YOUR OBJECTIVE
Starting at the line that contains "Where can you see the wine" and ending at the last of the items, reproduce those lines with "short brown hair" swapped for "short dark hair" and everything else left as it is.

[Start of SUPPLIED INFORMATION]

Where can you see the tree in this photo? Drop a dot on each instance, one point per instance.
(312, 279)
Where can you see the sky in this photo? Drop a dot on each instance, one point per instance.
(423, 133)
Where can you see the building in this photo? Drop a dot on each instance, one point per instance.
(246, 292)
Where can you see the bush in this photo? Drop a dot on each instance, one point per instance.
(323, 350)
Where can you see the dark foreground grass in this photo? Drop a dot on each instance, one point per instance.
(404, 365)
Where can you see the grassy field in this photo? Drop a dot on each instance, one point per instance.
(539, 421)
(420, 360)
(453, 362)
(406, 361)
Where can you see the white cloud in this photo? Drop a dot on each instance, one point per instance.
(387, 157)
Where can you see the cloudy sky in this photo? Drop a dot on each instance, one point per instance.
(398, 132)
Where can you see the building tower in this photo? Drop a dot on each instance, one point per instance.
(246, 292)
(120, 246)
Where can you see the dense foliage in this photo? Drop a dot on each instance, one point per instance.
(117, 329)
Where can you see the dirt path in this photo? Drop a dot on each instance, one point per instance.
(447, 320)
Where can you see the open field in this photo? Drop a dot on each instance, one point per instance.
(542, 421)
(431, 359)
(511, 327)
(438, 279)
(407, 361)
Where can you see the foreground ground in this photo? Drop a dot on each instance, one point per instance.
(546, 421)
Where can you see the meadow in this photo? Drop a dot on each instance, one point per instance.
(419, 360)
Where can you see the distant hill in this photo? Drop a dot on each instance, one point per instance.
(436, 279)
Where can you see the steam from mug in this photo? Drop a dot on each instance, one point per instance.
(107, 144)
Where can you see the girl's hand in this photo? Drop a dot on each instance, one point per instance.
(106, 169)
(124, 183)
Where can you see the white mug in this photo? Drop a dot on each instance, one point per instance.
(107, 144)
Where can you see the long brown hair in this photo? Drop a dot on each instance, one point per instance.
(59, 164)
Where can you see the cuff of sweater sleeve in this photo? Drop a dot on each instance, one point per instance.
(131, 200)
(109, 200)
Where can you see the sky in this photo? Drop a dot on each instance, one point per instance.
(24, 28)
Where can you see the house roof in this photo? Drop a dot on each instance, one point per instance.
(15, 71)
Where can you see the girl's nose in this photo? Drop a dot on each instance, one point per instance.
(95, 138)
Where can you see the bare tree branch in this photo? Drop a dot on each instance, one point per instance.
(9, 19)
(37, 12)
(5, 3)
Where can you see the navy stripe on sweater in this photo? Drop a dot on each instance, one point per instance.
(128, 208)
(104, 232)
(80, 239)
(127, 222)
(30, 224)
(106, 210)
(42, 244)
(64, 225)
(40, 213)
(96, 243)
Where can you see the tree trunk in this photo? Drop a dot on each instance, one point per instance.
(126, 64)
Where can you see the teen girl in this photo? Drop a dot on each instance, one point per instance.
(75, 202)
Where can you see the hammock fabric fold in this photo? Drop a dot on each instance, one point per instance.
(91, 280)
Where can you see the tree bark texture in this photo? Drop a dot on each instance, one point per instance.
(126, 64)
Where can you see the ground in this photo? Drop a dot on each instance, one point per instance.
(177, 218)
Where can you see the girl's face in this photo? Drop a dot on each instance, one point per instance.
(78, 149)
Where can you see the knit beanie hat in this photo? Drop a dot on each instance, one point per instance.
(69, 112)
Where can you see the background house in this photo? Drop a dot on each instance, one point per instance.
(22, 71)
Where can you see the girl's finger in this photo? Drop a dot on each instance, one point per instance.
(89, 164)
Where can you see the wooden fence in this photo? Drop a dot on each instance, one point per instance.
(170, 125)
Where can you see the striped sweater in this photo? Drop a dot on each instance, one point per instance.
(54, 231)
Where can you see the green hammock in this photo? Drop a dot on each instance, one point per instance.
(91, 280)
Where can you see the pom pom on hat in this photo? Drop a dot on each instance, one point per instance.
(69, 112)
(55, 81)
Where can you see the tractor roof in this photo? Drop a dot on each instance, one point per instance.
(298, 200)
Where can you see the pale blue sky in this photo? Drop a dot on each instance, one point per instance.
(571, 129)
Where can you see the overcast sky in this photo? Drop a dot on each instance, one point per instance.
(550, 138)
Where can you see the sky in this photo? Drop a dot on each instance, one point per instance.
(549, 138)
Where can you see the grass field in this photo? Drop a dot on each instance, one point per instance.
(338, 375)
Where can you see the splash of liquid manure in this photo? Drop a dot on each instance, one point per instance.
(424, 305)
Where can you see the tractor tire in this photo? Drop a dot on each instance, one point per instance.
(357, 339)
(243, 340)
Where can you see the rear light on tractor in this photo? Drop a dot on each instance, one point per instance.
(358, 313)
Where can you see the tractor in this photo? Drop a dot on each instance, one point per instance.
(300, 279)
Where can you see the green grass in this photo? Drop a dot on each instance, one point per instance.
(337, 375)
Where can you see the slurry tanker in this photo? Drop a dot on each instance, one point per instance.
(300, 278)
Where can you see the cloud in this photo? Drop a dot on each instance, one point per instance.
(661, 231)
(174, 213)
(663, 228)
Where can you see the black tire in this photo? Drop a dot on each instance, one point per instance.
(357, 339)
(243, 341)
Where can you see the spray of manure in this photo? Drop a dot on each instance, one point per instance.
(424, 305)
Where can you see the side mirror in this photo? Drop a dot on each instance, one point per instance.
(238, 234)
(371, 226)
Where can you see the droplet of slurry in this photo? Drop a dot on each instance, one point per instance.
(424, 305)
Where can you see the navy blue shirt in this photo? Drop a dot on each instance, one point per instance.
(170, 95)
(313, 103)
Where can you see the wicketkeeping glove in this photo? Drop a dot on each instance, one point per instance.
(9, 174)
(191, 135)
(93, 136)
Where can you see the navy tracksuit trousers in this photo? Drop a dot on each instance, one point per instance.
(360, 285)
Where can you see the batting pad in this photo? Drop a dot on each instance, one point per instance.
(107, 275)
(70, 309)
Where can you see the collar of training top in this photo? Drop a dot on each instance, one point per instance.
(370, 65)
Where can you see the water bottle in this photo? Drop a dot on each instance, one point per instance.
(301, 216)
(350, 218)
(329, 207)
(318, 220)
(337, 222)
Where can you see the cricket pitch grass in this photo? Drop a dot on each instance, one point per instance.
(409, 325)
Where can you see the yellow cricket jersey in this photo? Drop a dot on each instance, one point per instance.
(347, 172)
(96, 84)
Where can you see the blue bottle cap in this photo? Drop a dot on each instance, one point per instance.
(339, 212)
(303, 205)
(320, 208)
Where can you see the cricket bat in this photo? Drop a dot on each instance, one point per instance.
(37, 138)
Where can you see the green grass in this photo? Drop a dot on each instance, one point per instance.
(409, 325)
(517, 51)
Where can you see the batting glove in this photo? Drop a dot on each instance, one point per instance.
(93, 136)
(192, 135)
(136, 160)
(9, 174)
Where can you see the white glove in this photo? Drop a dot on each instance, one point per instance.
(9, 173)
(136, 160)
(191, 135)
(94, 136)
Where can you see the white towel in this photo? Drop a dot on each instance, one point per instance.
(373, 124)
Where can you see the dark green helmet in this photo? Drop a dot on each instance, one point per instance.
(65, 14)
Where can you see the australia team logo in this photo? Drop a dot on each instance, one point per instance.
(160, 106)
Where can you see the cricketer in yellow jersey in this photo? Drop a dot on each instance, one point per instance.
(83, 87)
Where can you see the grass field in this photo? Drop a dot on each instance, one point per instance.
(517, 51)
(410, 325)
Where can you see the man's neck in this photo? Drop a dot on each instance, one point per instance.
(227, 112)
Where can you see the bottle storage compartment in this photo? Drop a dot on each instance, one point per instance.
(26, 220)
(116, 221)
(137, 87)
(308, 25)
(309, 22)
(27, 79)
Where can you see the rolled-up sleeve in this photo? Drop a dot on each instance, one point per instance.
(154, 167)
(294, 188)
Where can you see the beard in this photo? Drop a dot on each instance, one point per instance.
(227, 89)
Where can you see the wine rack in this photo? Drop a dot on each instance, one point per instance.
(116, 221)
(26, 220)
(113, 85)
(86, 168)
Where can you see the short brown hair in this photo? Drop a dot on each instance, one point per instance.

[End of SUPPLIED INFORMATION]

FULL ANSWER
Where can you see the wine rack in this photo? Drop a dot on each instance, one point per instance.
(116, 221)
(26, 220)
(113, 85)
(86, 168)
Where can you see the short dark hair in this photo? Drop a dot on each instance, one point per instance.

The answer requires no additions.